| Document extract |
▽

One of my goals lately has been to keep myself uncomfortable.
For white people like me, it is far too easy to tune out the suffering caused by hundreds of years of enslavement, segregation, and mass incarceration of Black people in the U.S. We are made more comfortable by this system, so we can all slip back into a comfortable routine and ignore the suffering of others.
My attempts to stay uncomfortable are pretty small, but I try to read or listen to something that makes me uncomfortable every single day. If I’m uncomfortable, I will be more likely to continue to support the agitation of Black-led protests to enact change policing and other services in our communities.
The podcast On Being has been a regular source of healthy discomfort for me. The combination of two of their recent podcasts — one a conversation between Therapist and Coach Resmaa Menakem and Author and Teacher Robin DiAngelo about the work of antiracism, and a second — an interview with psychologist Pauline Boss about the nature of ambiguous grief.
Menakem and DiAngelo had a profoundly beautiful and uncomfortable conversation about the uphill climb involved in unearthing the habits and practices of white supremacy that dominate white culture and behavior. They name the ways in which white people do not even realize the white privileged lens through which they see the entire world. That lens protects them from seeing the deep harm done to Black and Brown people for the sake of white people’s comfort. Because this worldview is so entrenched, white people often become defensive or even hostile if that worldview is even slightly challenged. But, they argue that discomfort is exactly the place to begin the antiracist work.

△

| Assignment |
Could you copy the text about staying uncomfortable, word for word and in full?

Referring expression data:
▽

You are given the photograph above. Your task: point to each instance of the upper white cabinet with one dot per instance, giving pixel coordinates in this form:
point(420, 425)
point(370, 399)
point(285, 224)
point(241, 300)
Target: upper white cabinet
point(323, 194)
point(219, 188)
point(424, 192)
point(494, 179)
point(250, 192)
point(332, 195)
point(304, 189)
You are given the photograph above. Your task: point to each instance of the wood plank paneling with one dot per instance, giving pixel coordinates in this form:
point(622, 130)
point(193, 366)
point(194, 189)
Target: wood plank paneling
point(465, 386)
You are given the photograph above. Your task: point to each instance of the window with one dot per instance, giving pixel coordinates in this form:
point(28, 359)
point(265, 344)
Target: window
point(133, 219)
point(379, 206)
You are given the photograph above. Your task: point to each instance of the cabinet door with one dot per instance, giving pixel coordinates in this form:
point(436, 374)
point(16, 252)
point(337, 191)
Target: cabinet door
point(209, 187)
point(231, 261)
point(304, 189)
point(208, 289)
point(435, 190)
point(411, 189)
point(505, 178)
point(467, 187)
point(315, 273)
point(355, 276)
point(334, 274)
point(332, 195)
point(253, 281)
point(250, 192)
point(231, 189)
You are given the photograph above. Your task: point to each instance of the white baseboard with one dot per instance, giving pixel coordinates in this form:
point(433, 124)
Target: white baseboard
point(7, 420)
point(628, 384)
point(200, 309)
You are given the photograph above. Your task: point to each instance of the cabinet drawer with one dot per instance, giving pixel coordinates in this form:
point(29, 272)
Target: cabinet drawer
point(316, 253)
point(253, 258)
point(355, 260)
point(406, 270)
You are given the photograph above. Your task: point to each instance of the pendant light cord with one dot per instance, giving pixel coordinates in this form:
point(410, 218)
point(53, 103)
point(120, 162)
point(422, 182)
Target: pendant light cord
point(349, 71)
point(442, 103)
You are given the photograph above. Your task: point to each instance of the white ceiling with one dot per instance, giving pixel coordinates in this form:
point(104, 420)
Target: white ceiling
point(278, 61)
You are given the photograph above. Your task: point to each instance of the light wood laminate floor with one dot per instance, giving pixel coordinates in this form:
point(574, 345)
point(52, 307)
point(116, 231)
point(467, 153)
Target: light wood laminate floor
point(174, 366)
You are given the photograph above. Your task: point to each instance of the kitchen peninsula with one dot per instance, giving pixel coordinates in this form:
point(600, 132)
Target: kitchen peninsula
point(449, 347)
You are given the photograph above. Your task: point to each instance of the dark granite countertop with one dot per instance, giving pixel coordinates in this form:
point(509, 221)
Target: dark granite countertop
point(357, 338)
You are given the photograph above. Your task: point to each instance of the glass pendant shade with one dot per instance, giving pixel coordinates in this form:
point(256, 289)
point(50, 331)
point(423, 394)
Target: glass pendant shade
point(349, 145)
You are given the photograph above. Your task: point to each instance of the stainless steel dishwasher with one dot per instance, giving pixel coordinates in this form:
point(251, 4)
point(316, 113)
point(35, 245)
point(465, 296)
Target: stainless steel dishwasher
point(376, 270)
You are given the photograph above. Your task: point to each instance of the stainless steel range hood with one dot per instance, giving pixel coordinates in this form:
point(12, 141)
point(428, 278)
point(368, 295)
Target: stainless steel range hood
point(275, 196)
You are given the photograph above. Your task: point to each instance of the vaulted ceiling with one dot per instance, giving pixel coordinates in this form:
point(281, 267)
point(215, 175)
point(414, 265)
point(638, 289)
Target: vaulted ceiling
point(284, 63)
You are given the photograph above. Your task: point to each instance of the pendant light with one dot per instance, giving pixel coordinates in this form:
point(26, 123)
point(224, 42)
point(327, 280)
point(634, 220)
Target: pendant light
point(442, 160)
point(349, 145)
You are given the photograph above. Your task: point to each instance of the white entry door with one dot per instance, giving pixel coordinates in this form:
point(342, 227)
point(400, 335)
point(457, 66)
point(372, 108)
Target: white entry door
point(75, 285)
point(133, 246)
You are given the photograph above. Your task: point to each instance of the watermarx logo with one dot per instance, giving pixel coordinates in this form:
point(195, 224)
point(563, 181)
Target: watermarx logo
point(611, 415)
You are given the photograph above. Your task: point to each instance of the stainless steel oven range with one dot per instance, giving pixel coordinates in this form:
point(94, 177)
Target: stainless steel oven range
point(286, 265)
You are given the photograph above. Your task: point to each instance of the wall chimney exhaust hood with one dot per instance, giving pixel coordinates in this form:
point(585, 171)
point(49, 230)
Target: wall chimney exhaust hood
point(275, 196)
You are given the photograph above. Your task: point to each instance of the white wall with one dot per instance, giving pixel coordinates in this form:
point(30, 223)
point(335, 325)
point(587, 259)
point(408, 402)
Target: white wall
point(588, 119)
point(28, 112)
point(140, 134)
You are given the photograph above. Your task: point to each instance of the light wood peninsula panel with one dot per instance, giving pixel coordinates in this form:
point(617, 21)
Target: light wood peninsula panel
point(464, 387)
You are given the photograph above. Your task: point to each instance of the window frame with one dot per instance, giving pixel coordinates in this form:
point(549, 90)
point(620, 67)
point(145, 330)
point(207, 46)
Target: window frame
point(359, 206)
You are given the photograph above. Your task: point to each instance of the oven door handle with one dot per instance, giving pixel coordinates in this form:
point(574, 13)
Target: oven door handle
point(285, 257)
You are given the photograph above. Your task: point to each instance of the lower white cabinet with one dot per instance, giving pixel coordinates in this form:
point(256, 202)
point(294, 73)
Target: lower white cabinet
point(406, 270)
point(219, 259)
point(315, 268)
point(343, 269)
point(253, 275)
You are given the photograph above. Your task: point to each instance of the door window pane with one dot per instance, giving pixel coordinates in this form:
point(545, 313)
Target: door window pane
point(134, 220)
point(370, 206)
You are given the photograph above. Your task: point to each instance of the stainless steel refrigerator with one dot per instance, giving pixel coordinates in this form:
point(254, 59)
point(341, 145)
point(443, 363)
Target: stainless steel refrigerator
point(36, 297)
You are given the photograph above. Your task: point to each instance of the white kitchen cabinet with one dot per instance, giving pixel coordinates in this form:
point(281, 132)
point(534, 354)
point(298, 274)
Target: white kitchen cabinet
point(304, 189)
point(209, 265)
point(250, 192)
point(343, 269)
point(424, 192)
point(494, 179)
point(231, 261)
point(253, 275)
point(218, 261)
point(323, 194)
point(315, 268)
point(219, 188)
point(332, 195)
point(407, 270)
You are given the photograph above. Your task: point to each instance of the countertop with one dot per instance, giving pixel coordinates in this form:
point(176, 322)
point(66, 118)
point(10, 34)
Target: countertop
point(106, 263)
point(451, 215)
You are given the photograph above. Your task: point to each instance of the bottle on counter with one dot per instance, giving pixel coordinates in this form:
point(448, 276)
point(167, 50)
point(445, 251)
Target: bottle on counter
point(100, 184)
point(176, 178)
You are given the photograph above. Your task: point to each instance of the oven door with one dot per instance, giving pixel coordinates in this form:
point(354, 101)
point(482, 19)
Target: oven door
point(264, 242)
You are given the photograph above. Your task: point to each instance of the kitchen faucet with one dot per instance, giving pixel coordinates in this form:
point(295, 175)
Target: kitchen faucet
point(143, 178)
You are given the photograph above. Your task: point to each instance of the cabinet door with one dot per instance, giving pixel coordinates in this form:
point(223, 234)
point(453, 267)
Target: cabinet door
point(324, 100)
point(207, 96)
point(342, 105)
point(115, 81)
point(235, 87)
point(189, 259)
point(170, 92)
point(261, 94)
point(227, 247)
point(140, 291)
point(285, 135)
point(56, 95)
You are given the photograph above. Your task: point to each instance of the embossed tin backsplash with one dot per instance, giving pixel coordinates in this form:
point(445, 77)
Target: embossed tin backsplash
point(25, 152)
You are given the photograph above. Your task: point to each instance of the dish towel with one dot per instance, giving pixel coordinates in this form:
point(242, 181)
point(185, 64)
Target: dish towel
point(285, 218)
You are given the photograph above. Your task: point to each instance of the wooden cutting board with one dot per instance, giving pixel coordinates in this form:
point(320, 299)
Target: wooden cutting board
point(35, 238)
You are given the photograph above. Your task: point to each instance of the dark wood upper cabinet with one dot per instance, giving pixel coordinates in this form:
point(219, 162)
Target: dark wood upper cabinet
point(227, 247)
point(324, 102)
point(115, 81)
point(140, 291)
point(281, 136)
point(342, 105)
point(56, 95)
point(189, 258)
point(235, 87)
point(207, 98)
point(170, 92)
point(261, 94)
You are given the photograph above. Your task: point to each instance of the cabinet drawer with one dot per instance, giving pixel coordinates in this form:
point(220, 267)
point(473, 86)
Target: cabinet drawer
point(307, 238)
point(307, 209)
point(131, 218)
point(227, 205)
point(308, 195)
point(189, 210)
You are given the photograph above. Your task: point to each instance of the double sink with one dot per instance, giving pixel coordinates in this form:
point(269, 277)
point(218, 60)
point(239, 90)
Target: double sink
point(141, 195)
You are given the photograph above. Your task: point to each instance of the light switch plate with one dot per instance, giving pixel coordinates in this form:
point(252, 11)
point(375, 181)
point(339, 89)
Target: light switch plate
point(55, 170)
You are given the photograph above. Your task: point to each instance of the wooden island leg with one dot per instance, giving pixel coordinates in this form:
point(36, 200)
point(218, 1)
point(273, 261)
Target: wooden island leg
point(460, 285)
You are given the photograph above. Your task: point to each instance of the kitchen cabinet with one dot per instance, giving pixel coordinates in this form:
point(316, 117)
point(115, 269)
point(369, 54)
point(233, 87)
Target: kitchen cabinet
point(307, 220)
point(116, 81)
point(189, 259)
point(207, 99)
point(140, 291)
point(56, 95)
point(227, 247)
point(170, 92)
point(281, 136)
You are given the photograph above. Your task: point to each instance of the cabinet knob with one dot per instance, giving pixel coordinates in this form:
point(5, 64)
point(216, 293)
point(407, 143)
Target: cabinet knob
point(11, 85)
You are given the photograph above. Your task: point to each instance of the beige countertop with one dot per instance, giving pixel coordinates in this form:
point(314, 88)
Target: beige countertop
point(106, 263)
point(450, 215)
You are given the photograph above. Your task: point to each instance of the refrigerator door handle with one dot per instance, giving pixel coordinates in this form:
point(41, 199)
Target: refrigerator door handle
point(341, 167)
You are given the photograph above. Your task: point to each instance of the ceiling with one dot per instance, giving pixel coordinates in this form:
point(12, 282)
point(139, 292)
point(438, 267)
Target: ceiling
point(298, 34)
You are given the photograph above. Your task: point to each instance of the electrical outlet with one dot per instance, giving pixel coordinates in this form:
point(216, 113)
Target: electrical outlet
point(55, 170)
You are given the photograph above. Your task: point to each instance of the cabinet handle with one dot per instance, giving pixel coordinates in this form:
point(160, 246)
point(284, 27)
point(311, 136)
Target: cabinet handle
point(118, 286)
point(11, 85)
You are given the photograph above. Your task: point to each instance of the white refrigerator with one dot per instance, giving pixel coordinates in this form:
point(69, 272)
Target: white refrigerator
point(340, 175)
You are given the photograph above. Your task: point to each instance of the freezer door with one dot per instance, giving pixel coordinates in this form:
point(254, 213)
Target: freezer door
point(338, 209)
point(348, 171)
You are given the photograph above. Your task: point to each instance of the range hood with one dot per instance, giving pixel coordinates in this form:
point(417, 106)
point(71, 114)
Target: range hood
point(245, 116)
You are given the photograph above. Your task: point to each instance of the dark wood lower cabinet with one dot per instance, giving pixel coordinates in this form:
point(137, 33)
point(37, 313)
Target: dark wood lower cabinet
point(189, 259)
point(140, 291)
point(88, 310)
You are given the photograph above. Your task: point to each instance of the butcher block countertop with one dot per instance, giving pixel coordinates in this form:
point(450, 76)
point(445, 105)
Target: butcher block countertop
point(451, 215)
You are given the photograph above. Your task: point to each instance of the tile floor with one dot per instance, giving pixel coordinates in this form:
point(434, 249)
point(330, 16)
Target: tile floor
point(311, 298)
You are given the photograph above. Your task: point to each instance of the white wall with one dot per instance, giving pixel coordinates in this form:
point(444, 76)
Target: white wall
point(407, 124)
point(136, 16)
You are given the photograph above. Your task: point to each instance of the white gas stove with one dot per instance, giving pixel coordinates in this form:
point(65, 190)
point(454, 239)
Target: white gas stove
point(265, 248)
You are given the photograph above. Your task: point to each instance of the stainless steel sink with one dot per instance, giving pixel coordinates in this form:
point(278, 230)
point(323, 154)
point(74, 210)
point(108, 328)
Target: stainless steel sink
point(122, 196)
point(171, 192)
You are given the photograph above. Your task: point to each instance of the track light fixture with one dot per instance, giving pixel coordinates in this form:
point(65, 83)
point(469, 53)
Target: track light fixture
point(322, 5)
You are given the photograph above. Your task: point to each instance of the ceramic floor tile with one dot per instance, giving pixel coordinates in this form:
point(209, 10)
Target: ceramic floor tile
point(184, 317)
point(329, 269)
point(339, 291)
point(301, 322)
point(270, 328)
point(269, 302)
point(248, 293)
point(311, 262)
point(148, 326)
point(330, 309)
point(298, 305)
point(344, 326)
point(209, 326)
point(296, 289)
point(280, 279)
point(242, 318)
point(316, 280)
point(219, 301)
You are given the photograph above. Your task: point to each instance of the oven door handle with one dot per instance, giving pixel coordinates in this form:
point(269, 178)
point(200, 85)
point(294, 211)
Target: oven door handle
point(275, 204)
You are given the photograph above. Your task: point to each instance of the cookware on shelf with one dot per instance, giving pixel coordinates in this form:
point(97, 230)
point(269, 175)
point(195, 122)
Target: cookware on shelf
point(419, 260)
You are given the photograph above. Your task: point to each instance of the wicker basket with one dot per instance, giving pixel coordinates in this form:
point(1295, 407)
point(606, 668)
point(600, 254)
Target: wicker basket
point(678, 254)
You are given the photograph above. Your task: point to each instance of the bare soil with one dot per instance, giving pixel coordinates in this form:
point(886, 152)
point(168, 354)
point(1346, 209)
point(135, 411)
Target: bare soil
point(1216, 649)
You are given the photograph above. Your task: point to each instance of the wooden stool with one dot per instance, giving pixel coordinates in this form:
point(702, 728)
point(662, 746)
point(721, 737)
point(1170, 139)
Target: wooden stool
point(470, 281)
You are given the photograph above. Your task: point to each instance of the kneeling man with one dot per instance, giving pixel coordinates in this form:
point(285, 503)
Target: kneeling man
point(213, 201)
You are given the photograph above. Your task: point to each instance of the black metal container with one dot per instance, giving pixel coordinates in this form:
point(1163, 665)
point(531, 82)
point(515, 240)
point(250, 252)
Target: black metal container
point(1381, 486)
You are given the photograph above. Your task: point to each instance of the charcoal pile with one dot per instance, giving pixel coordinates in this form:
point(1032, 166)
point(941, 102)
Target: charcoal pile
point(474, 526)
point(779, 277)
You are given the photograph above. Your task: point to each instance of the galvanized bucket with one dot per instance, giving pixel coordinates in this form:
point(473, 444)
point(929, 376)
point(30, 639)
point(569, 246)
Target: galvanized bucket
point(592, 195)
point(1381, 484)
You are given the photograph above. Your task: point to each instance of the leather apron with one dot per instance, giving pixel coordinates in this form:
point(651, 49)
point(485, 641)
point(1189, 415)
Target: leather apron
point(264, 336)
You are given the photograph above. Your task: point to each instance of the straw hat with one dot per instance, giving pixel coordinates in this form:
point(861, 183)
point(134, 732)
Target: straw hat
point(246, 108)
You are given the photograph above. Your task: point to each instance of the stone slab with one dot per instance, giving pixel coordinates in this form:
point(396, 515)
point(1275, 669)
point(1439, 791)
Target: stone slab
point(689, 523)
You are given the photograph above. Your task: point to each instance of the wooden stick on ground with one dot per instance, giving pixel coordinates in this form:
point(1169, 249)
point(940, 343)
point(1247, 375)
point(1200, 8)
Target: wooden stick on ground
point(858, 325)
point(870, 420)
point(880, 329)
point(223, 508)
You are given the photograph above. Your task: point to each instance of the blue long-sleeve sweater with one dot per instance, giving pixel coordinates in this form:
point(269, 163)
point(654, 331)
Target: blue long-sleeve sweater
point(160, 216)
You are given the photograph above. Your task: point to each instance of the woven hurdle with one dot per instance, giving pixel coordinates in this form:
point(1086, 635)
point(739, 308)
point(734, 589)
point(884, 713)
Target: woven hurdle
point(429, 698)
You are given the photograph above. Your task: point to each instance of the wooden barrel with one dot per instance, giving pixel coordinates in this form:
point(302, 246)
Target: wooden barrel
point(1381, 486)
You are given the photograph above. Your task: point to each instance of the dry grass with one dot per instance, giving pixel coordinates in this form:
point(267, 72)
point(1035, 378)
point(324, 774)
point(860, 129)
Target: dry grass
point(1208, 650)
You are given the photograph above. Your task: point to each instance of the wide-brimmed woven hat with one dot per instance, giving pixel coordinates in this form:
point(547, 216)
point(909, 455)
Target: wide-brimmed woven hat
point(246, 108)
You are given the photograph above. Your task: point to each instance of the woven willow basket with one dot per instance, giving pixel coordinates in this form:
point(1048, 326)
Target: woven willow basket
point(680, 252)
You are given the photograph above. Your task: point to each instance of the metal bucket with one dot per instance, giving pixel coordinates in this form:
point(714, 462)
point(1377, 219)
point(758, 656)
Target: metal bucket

△

| Exercise answer |
One of my goals lately has been to keep myself uncomfortable.
For white people like me, it is far too easy to tune out the suffering caused by hundreds of years of enslavement, segregation, and mass incarceration of Black people in the U.S. We are made more comfortable by this system, so we can all slip back into a comfortable routine and ignore the suffering of others.
My attempts to stay uncomfortable are pretty small, but I try to read or listen to something that makes me uncomfortable every single day. If I’m uncomfortable, I will be more likely to continue to support the agitation of Black-led protests to enact change policing and other services in our communities.
The podcast On Being has been a regular source of healthy discomfort for me. The combination of two of their recent podcasts — one a conversation between Therapist and Coach Resmaa Menakem and Author and Teacher Robin DiAngelo about the work of antiracism, and a second — an interview with psychologist Pauline Boss about the nature of ambiguous grief.
Menakem and DiAngelo had a profoundly beautiful and uncomfortable conversation about the uphill climb involved in unearthing the habits and practices of white supremacy that dominate white culture and behavior. They name the ways in which white people do not even realize the white privileged lens through which they see the entire world. That lens protects them from seeing the deep harm done to Black and Brown people for the sake of white people’s comfort. Because this worldview is so entrenched, white people often become defensive or even hostile if that worldview is even slightly challenged. But, they argue that discomfort is exactly the place to begin the antiracist work.